__WHAT NEEDS TO BE DONE__
Exactly the lines from the one containing "The component shall return one point per instance of the red" through the final line of the listing are to be retyped, and nothing more.

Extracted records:
>> start

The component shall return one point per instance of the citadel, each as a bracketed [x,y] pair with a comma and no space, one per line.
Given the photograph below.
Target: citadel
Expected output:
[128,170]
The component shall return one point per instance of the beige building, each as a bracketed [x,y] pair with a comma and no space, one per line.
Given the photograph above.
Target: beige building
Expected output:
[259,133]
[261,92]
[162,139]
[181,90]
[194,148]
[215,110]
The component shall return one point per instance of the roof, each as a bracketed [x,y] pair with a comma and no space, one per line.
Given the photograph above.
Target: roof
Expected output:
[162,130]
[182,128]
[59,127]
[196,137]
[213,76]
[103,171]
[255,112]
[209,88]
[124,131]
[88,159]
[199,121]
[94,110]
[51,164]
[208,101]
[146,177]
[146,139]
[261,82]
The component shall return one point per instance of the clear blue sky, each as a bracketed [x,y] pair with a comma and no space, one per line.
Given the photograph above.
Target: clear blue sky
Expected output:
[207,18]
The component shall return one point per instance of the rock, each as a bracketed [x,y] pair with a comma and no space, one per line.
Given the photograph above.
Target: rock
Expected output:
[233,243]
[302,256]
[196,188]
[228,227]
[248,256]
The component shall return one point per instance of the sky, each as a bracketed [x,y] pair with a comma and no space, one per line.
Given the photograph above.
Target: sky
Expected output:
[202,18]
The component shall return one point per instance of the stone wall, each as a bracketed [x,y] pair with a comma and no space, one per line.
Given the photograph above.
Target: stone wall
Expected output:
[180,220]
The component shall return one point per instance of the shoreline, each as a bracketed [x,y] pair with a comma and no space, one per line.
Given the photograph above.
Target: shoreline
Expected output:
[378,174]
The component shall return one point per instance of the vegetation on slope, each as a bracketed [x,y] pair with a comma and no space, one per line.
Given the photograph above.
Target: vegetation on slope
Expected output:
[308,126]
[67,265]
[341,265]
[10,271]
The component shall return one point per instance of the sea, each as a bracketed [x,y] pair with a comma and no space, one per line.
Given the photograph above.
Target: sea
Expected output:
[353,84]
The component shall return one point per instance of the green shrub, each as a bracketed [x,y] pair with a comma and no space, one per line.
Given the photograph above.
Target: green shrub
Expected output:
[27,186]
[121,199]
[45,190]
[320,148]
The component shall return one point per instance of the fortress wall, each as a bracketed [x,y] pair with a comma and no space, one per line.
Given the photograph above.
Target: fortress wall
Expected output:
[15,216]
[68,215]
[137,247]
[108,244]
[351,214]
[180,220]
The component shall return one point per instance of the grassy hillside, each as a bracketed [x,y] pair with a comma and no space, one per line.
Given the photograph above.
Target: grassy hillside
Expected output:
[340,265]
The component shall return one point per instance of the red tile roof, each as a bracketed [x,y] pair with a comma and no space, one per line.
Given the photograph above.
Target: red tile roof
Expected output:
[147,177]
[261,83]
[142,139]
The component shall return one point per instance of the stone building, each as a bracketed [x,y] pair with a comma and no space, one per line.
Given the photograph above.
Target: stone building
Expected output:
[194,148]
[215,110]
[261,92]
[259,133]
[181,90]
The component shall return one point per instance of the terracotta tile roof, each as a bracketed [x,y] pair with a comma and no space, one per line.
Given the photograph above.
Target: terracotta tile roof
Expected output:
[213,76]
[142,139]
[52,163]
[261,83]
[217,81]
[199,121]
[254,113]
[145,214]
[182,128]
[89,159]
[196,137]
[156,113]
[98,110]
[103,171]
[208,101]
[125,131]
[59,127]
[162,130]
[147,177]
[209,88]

>> end

__RESULT OF THE EXERCISE__
The component shall return one point per instance of the red tile roof, each as a bracketed [x,y] pair with a comma and no space, one per line.
Given the photograph above.
Target: red tile roof
Expected output:
[147,177]
[261,83]
[142,139]
The component shall return one point per instance of the stone building, each as a bracketed [x,y] pair with a comma and no space, one per line.
Given the photograph above.
Target: stone building
Expected output:
[194,148]
[215,110]
[261,92]
[259,133]
[181,90]
The component shall return one point per instance of the terracotta tile roof, each as a bracketed [x,y] pair with a comma and no space, one per line.
Given the photograph above.
Target: terracotta tile roof
Expected output:
[213,76]
[142,139]
[52,163]
[261,83]
[217,81]
[199,121]
[254,113]
[145,214]
[182,128]
[89,159]
[196,137]
[156,113]
[98,110]
[103,171]
[208,101]
[125,131]
[59,127]
[162,130]
[147,177]
[209,88]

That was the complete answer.